• [THE PROBLEM] Copy out, exactly as given, every line from the line with "Would you mind tagging the brown" to the end of the listing, both of those lines included.

• [EXERCISE MATERIAL]
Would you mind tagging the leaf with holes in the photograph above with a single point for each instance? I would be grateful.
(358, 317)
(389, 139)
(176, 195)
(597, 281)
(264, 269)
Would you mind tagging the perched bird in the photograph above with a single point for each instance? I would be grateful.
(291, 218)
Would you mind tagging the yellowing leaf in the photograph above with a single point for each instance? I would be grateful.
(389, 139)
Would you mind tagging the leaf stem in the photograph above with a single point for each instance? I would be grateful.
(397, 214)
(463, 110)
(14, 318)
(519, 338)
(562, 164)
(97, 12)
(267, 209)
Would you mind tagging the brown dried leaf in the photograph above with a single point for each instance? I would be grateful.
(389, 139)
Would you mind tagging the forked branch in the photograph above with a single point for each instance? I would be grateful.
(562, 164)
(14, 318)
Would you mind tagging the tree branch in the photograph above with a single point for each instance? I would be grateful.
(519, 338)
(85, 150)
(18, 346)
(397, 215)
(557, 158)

• [RESPONSE AREA]
Would you mind tagging the brown dried leaf in the photograph above with a single point for each instance? I would be grateful.
(389, 139)
Would you mind tagging the forked branch in the photograph above with a single point for each instance? I would be grateful.
(562, 164)
(14, 318)
Would you mind tagging the tree branch in the photograph above with a single point for each instance? I would be grateful.
(519, 338)
(85, 150)
(18, 346)
(397, 215)
(557, 158)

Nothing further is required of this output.